PROVIDED DATA —
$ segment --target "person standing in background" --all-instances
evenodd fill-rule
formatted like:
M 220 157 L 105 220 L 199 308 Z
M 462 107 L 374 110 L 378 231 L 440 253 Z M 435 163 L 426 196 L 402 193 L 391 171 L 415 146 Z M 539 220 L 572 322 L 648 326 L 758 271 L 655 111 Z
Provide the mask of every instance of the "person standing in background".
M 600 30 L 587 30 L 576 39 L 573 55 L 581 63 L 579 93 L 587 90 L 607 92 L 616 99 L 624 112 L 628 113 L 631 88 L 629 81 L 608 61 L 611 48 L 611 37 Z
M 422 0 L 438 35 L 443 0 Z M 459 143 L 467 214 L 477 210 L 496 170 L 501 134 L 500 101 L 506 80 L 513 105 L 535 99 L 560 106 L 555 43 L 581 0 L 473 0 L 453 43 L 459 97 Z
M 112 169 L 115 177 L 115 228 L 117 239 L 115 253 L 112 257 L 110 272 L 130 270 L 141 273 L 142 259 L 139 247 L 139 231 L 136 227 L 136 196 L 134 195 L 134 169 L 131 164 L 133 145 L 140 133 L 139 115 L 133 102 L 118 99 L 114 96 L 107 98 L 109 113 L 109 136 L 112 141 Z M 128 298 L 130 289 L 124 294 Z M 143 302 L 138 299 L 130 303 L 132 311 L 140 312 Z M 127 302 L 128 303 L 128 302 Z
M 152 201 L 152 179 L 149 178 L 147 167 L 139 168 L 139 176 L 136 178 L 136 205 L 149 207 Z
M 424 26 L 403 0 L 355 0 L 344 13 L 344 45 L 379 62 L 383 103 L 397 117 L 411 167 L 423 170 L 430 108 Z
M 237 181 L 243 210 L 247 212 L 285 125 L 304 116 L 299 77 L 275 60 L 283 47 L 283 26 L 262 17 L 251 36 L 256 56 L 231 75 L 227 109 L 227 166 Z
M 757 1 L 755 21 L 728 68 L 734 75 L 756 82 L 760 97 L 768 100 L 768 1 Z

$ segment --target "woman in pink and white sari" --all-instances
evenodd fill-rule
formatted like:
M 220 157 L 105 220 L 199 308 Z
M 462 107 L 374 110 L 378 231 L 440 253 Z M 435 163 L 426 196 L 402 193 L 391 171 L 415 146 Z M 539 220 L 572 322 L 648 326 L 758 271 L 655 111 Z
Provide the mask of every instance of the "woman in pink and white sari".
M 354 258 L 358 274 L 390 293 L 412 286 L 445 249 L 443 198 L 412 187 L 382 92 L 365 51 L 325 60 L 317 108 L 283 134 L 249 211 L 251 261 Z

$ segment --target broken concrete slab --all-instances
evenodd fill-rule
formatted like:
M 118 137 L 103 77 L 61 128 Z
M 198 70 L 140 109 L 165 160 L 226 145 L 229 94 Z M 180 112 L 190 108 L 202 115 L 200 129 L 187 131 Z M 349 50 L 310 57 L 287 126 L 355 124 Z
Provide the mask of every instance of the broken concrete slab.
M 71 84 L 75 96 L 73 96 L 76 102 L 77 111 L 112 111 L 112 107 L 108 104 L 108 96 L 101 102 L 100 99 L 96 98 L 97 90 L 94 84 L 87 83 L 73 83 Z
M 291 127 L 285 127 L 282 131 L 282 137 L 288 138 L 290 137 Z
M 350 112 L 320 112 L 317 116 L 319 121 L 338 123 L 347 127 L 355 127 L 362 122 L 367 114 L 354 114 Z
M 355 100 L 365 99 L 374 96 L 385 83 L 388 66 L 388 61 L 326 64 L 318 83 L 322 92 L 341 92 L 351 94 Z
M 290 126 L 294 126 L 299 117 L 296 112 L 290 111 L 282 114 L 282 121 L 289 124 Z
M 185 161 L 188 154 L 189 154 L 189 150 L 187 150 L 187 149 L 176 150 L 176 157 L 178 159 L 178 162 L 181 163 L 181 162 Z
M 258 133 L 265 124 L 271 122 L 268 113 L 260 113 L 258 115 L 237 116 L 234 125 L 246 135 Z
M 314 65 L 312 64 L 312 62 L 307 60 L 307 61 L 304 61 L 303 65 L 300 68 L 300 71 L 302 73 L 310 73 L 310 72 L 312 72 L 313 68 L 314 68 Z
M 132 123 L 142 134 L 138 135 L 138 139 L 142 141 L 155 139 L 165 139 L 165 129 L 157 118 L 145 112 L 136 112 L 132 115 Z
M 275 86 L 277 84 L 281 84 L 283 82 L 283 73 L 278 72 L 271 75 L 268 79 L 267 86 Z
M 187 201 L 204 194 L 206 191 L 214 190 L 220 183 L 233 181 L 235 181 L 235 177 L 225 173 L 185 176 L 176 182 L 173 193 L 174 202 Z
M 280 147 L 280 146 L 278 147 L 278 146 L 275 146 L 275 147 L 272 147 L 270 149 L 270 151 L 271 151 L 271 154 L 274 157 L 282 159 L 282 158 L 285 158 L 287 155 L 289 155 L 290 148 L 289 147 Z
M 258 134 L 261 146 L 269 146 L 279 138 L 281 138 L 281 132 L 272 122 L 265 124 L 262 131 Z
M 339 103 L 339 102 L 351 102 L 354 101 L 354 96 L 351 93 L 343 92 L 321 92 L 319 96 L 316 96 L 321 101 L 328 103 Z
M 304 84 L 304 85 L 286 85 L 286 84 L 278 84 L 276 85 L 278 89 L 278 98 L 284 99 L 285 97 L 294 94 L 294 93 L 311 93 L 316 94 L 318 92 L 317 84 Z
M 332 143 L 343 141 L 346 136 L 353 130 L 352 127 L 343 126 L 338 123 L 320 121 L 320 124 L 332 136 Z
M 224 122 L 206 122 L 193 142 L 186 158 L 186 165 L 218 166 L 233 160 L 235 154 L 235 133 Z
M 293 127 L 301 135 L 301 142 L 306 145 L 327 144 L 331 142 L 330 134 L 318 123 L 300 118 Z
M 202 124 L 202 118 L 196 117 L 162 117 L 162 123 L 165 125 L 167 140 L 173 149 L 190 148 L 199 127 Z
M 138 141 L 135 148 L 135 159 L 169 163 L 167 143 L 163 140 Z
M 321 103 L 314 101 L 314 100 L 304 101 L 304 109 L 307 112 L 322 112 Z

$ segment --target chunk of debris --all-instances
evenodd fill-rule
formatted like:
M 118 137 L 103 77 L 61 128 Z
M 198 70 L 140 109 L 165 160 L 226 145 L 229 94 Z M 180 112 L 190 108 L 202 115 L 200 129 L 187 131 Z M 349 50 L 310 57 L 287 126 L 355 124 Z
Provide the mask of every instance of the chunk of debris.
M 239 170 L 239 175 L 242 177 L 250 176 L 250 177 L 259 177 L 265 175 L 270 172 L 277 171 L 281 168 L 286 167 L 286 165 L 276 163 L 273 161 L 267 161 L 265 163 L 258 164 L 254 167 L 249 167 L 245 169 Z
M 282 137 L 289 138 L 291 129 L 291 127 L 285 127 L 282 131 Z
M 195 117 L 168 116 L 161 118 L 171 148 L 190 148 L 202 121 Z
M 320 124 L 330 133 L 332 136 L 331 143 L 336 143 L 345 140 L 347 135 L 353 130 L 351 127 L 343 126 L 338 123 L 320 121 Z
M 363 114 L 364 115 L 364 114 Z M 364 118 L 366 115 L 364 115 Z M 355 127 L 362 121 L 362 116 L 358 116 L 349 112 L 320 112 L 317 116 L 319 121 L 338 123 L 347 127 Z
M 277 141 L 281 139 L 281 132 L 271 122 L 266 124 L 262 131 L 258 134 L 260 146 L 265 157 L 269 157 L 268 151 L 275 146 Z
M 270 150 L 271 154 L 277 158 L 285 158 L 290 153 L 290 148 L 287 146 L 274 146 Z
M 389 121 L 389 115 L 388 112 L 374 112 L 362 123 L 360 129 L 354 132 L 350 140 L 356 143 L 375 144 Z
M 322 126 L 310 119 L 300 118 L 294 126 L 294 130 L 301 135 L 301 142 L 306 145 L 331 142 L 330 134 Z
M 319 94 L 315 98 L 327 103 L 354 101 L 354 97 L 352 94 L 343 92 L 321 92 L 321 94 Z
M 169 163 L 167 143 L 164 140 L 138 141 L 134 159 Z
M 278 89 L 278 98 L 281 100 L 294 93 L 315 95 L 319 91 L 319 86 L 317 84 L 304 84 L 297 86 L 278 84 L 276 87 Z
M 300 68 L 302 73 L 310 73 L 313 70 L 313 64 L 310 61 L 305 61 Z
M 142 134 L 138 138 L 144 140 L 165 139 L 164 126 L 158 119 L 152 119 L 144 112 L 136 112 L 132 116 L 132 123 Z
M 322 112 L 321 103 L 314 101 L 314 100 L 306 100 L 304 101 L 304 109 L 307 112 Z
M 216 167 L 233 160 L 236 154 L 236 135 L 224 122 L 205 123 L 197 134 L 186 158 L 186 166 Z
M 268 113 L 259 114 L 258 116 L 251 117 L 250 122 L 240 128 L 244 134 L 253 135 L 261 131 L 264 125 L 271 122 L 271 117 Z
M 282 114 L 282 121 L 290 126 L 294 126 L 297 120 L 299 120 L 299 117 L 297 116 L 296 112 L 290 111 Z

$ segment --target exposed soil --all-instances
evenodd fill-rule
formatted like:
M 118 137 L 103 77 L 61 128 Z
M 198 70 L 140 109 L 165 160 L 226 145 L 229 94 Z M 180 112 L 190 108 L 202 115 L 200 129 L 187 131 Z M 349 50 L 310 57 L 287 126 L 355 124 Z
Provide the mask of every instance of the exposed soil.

WHAT YOU SHOULD DO —
Report how many lines of the listing hold the string "target", giving only the number.

THE ANSWER —
5